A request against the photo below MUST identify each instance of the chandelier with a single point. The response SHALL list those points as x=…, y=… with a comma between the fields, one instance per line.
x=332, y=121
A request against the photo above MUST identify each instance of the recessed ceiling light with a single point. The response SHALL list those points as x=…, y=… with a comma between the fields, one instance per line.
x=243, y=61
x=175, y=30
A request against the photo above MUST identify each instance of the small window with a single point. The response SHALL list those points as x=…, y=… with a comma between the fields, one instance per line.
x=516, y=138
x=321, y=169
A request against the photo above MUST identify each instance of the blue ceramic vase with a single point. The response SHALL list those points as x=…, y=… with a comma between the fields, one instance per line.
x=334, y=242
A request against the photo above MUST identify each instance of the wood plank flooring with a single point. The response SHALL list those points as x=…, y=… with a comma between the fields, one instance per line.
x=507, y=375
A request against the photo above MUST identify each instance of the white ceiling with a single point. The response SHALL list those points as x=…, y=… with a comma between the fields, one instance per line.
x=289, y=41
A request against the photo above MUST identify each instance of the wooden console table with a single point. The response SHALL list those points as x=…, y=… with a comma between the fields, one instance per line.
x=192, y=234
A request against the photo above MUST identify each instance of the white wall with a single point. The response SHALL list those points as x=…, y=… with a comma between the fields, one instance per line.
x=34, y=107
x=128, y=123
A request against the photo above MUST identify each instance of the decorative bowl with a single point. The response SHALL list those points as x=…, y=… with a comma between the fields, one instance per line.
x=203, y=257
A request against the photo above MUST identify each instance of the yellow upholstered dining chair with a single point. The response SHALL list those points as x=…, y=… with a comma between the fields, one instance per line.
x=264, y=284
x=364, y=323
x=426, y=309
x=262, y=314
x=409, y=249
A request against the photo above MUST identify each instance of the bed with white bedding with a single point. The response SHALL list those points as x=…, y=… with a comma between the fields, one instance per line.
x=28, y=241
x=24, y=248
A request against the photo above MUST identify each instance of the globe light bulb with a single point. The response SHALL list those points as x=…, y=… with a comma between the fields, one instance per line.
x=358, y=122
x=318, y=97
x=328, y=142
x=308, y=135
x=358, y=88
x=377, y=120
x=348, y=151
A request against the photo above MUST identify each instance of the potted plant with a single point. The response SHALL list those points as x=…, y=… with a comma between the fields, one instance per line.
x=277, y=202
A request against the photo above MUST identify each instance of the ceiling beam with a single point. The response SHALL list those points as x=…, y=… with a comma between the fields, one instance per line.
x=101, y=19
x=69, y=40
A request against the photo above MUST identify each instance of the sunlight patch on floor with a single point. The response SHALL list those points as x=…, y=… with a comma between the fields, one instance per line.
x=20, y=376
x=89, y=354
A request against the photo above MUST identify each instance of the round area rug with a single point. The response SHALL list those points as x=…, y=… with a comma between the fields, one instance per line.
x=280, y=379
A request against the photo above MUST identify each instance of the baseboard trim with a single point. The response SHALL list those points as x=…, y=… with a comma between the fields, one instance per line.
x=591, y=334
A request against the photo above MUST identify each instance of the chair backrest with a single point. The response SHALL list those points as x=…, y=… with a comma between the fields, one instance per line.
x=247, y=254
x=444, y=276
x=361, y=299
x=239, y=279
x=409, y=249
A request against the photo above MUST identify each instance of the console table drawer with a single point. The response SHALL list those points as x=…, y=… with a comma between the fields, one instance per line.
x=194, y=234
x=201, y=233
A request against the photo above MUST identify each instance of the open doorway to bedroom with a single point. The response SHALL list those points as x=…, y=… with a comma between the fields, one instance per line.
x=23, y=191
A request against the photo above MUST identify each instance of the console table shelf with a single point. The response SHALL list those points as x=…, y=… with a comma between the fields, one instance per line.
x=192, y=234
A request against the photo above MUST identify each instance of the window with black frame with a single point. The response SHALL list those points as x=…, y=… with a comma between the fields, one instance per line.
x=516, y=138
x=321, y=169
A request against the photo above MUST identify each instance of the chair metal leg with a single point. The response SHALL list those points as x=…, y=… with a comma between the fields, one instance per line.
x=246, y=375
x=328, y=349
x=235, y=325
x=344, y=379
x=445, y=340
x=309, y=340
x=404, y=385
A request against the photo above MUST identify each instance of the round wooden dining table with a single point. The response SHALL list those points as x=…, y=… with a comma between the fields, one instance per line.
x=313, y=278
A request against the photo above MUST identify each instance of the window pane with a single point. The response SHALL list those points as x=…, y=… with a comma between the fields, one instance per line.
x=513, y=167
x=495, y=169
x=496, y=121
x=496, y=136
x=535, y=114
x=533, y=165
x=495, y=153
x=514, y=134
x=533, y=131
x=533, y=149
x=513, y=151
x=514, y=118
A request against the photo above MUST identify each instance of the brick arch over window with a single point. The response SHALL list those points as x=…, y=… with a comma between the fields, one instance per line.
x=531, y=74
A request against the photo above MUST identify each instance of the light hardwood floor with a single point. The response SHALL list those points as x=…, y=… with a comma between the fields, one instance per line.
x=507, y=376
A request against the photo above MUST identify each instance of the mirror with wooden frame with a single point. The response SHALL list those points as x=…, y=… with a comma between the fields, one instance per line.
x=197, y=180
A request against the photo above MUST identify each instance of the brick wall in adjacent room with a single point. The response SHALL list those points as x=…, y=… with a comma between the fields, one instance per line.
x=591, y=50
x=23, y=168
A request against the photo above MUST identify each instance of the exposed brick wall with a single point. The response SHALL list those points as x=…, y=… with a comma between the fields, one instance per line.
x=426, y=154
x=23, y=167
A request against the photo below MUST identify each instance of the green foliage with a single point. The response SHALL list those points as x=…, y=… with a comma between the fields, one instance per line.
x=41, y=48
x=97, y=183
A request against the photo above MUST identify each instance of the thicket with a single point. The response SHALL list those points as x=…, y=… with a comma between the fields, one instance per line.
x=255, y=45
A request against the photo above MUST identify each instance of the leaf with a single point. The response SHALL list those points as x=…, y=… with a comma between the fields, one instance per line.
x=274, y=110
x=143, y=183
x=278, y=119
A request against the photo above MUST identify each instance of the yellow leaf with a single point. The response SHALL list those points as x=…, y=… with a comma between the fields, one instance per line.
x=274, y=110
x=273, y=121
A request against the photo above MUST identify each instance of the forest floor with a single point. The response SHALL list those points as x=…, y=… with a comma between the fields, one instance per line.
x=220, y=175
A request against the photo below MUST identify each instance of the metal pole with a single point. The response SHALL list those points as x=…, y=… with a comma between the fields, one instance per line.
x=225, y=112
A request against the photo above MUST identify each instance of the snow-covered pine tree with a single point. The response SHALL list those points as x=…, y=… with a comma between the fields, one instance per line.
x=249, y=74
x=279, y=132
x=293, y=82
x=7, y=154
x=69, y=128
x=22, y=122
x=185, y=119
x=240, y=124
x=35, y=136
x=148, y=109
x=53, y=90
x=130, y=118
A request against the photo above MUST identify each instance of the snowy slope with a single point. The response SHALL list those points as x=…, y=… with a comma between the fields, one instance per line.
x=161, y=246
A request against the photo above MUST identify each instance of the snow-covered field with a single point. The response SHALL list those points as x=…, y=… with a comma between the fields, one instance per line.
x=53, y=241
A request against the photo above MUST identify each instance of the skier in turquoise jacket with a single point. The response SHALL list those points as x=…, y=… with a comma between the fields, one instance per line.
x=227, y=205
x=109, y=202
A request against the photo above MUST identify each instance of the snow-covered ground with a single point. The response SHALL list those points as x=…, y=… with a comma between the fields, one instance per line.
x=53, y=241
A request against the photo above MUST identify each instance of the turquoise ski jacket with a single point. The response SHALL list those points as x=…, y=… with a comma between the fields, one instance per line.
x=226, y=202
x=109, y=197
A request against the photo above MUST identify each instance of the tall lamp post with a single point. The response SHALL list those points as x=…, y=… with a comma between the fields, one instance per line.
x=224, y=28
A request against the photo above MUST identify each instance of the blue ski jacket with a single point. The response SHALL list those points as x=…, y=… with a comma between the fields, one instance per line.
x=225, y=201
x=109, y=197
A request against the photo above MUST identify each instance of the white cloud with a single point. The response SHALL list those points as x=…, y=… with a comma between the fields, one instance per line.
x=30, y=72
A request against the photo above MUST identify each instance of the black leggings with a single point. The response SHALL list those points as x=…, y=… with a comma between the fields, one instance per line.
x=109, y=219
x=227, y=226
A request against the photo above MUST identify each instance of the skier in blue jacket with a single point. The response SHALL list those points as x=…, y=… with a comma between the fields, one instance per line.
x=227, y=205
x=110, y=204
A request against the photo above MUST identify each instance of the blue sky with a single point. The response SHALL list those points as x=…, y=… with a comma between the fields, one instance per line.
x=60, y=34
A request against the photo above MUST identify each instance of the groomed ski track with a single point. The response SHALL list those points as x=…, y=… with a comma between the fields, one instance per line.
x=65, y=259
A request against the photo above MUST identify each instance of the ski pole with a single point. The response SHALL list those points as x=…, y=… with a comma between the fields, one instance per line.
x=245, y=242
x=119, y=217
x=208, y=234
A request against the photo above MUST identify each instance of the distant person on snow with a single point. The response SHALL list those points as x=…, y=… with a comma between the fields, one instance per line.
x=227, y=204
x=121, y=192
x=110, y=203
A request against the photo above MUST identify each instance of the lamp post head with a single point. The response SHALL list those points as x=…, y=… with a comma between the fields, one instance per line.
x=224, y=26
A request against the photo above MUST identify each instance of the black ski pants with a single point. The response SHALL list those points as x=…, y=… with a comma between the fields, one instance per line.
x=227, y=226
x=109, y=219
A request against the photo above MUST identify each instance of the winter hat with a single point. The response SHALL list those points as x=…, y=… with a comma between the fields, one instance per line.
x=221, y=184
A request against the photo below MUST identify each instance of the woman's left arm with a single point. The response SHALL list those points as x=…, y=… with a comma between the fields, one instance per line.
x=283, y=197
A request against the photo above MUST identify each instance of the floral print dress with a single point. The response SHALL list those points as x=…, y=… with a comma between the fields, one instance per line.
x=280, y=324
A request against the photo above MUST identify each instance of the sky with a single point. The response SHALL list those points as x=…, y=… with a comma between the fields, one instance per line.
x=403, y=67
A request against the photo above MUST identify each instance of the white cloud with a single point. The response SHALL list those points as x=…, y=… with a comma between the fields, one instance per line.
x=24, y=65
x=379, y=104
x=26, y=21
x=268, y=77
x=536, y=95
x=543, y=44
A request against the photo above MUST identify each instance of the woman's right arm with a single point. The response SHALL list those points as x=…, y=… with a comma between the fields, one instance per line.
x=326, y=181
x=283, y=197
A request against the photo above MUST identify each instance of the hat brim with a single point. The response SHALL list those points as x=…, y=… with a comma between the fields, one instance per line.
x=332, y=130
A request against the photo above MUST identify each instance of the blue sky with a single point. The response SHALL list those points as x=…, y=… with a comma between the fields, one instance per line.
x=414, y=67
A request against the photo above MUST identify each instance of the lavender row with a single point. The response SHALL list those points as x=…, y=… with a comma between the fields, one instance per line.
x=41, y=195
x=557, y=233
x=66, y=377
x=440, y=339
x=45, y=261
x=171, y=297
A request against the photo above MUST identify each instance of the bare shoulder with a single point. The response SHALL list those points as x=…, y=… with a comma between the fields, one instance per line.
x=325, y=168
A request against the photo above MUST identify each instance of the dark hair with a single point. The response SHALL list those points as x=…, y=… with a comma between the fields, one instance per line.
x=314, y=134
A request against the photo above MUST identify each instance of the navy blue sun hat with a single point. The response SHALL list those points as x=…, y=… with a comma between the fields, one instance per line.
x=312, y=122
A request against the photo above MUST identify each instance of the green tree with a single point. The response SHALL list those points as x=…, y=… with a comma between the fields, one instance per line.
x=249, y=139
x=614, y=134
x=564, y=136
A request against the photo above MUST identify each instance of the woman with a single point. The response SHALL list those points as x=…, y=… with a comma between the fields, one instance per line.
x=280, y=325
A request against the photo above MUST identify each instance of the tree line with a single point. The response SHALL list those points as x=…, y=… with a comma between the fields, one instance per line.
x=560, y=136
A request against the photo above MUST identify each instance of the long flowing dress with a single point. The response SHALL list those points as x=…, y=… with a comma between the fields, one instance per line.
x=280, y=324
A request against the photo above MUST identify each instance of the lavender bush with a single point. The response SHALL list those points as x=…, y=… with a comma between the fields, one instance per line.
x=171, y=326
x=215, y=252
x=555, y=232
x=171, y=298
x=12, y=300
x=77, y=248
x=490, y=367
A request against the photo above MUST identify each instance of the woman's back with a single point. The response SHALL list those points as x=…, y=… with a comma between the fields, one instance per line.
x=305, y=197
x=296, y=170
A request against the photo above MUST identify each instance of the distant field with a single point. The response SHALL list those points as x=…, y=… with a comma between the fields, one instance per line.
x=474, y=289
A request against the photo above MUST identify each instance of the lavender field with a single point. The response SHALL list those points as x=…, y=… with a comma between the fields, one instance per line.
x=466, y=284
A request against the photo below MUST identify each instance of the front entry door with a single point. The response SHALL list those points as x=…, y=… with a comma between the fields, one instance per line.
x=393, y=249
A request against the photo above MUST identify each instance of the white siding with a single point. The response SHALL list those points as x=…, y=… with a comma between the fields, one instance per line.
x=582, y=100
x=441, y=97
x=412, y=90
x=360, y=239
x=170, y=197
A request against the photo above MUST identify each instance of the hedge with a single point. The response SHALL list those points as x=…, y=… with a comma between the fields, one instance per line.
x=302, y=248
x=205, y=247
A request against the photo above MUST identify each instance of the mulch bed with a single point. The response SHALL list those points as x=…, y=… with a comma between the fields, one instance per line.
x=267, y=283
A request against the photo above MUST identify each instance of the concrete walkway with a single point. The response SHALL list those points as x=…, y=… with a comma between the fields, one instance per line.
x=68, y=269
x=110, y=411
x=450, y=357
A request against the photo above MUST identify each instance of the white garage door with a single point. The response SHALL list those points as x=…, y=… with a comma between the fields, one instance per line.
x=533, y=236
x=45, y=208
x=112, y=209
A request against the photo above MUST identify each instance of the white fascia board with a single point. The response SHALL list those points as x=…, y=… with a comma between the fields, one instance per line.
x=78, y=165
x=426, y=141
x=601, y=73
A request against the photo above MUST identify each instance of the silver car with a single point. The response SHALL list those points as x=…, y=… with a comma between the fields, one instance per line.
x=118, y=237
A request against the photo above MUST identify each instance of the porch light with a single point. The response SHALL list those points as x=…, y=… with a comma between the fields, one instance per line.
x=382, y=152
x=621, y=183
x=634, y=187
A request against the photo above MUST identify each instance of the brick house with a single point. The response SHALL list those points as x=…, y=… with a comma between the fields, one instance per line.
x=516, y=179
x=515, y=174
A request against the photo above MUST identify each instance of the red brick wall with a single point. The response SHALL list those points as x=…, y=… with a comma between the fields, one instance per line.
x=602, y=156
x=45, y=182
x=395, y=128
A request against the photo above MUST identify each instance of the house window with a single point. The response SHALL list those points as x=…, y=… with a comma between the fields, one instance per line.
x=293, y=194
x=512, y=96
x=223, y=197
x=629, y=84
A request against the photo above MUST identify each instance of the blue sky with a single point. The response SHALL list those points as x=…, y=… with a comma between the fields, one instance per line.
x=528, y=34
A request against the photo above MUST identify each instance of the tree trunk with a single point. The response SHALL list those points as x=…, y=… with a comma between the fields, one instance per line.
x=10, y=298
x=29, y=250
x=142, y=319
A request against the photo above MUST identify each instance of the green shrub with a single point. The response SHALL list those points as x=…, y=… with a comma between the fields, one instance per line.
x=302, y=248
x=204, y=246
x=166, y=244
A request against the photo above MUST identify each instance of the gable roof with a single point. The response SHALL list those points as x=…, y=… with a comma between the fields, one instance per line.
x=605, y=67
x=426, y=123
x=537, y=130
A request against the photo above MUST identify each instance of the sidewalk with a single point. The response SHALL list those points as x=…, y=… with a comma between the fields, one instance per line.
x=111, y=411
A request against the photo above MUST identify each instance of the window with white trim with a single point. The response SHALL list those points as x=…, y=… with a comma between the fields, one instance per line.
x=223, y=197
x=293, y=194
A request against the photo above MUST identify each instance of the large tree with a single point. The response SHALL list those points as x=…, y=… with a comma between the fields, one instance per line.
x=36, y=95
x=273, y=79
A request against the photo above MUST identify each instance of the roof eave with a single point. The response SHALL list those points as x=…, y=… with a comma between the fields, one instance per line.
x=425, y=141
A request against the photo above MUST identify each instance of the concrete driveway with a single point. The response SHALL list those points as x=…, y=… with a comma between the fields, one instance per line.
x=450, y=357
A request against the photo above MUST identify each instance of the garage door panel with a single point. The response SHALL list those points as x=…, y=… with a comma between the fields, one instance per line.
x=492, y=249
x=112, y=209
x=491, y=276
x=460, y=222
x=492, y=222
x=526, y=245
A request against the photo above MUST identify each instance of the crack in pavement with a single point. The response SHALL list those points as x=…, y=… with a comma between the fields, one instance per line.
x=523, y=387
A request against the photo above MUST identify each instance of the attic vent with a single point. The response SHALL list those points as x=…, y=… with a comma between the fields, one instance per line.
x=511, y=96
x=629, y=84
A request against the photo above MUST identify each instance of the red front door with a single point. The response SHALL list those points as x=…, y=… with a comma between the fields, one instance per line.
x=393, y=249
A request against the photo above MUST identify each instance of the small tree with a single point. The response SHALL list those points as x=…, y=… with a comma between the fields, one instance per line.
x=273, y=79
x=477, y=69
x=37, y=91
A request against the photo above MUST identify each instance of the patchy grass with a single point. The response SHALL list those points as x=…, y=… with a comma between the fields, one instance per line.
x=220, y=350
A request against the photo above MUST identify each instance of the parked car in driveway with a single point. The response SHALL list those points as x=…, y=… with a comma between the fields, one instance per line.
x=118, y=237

═══

Could you rewrite the stretch of the listing from the line containing "skier in blue" through the line containing "x=110, y=203", swapping "ski pole" for "walking pole" and changing nothing else? Return only those lines.

A request against the photo above MUST identify each instance of the skier in blue jacket with a single point. The response SHALL list those points as x=…, y=… with a comma between the fields, one instance per line.
x=227, y=205
x=110, y=204
A request against the photo above MUST identify each instance of the blue sky with a single point. The response SHALL list those points as x=…, y=… with a comma between the fields, one instance per line.
x=60, y=34
A request against the photo above MUST identify each instance of the groomed ski track with a single point. The response SHALL list those points as x=…, y=… with a comma between the fields, one instance per line.
x=65, y=259
A request against the photo above MUST identify each instance of the walking pole with a single point. The response SHALL list those points as x=…, y=… with a comma between the fields, one instance per line.
x=245, y=242
x=119, y=217
x=208, y=234
A request against the photo above MUST identify each instance of the distant person on snow with a single point. The response SHALL list those points as x=…, y=… with a comma between the fields, one instance per line.
x=227, y=204
x=121, y=192
x=110, y=203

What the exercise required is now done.